**EXERCISE AIM:**
Scan the entries that follow and work out how many lines contain "door". Give the number and nothing else.

>>>>

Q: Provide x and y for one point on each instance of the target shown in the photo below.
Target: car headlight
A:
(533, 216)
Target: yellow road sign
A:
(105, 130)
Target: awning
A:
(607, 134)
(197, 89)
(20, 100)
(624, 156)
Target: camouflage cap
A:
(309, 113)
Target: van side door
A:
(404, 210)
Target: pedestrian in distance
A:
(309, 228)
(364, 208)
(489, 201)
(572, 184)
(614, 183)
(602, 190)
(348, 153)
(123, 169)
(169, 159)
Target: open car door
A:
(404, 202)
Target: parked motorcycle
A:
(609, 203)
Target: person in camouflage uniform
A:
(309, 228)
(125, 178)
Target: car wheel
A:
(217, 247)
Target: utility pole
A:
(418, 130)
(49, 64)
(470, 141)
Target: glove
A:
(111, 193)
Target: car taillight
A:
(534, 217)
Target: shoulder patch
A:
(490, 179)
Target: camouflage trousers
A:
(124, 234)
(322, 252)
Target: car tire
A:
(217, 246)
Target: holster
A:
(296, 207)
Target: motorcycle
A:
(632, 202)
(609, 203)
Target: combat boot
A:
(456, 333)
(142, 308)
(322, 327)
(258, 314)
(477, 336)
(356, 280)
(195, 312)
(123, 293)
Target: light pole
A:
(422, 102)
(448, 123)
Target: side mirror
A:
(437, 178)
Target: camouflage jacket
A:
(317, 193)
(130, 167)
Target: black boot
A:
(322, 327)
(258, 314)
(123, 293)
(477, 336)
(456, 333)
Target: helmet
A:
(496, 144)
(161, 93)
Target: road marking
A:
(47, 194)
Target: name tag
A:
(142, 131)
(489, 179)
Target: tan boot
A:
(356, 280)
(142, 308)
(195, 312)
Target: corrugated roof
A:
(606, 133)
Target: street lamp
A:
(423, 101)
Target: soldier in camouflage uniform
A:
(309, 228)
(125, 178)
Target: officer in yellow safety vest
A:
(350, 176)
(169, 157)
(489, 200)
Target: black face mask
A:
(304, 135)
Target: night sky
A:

<<<<

**RESPONSE:**
2